As we “learn” and/or experience life, our brains are literally “rewiring” themselves, all the time, making and breaking millions of neuronal connections. And what it seems like to me is that truly painful series of events practically burn themselves into the brain or something, due to the sheer intensity. The recap, while it may approach the intensity of the original experience, is never quite as intense, simply because you know … it’s a recap. And what I’ve noticed is that I can recap a painful series of events until much emotional release has been obtained, and yet … if subsequently I am once again placed in a similar situation, I am still quite vulnerable and sensitive, almost as if it has been burned into my mind to expect the likelihood of an unfortunate result in such a situation. Thus I have begun to wonder if really intense experiences cause millions of neurons (or whatever) to be “set” in ways that simply are not completely reversible. In fact, intuitively I feel this scenario to be probable. It is like … once certain things have happened in a life, a person just never really fully “gets over it” (hence the irritating nature of the phrase: “get over it” 🙂 ). I’d love to be convinced otherwise.
This train of thought leads me to consider the possibility that there might even be such a thing as a simple, natural, “brain-based morality”: Thou shalt not brand the fuck out of thy neighbor’s neuronal networks. Or perhaps, thou shalt not trash thy neighbor’s limbic system. Something like that…
See, I am wondering, if major events in the brain are not fully reversible, does it not follow directly from that alone that our conduct in each moment has real and significant moral connotations?
The other major reservation I have about the process of recapitulating I have expressed here before, but will reiterate. Even under the best of circumstances, recapitulation seems to bring a person back psychologically to what might be called “ground zero”, where one may no longer be suffering direct negative effects from past events and patterns which were crippling before. But … ground zero is at best … ground zero, and thus will not in and of itself change anything in one’s life. Again, you may no longer be suffering from what happened before, and yet, you still know what happened before, and may because of that avoid similar situations. So perhaps even ground zero is really often more like … “ground zero minus one.” The point is that in order to truly change, it is not enough just to get back to ground zero. Because it is really “ground zero minus one”, one has to go beyond that point and overcome the “minus one” by acting positively to get something good out of life where perhaps things were bad before.
In other words, you could sit around and recap forever and it might not really change your life for the better at all. You could keep saying to yourself: “until I feel like I’m done recapping and things get better, I won’t go out and do x,y,z again” or something like that, and … if you do, things might not ever get better. Unless you go beyond “ground zero minus one” by acting positively and actively creating some good life situations, you could very well sit stuck (perhaps in relative comfort) in “minus one” mode in many life areas … until it’s too damned late and the opportunities of life have passed you by. And in fact, to be honest, that’s exactly what I find myself and others doing, a lot of the time. 🙁
The final point I’d like to make concerns the possibility of what might be called “over-recapping”. The best way to make this point may be just to point out the criticism that the cognitive school of psychology often levels at the psychoanalytic school. The cognitive school holds, basically, that by monitoring one’s thoughts and utterly refusing to allow oneself to dwell on negative or self-defeating thought patterns, one can direct the experiences of one’s life toward more positive outcomes. From that point of view, about the worst thing you could be doing to your cognitive state is to be continually immersing yourself in every difficult situation you can dredge up from your past. From the cognitive point of view, to recap events of loss or failure all the time is simply to risk continually reprogramming your cognitive state by over-emphasizing whatever self-defeating thoughts were common to those experiences, instead of doing what you should be doing: focusing on creating positive and fulfilling experiences in the present. A possibility to consider…
Gina Celiko
Hey Jeremy, I agree with you on a lot of things.

◆ Directions:
Update the text on recapitulation starting at "This train of" and ending at "significant moral connotations?", changing "limbic system" to "nervous system".

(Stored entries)
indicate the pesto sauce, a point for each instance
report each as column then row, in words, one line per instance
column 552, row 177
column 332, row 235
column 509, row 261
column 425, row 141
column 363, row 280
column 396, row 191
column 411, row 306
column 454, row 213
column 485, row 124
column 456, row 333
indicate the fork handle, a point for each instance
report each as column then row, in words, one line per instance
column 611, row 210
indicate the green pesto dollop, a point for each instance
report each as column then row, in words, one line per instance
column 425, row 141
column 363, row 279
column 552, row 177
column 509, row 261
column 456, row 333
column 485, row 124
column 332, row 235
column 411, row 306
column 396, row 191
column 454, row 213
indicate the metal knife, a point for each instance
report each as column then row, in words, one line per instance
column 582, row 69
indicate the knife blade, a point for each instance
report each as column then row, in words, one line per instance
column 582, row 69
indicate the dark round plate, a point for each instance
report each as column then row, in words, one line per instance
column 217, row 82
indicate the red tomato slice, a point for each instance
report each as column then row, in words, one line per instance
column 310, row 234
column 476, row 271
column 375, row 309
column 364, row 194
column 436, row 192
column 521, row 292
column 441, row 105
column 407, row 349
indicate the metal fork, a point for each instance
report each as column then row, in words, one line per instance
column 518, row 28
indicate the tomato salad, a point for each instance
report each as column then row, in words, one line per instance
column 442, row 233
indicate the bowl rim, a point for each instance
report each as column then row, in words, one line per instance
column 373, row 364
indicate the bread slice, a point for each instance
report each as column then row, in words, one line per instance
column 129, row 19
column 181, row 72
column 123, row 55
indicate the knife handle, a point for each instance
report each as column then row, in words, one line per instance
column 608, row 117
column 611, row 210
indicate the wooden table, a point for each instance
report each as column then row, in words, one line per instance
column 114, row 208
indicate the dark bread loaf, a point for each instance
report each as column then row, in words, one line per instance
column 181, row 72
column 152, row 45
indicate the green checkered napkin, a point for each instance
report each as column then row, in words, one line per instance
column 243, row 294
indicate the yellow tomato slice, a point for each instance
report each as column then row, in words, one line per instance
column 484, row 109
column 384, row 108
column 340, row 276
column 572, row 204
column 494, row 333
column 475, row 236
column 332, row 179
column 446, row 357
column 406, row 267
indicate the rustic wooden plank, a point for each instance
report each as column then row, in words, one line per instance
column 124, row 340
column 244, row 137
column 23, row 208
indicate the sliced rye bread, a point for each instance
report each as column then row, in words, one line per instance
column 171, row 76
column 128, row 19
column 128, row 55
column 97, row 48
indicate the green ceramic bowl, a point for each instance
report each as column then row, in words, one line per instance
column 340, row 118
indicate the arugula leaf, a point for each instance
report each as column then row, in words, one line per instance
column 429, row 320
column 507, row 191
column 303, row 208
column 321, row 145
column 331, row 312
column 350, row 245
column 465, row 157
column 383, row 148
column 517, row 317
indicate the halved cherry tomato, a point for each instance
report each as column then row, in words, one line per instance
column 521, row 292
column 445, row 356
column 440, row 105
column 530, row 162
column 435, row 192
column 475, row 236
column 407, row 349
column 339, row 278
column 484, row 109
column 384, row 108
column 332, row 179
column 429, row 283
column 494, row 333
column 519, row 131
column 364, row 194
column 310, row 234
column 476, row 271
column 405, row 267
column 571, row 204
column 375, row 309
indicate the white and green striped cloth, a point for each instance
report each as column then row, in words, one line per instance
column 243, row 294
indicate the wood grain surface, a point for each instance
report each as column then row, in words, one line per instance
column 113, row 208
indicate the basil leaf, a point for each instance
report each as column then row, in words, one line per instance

◆ Exercise answer:
This train of thought leads me to consider the possibility that there might even be such a thing as a simple, natural, “brain-based morality”: Thou shalt not brand the fuck out of thy neighbor’s neuronal networks. Or perhaps, thou shalt not trash thy neighbor’s nervous system. Something like that…
See, I am wondering, if major events in the brain are not fully reversible, does it not follow directly from that alone that our conduct in each moment has real and significant moral connotations?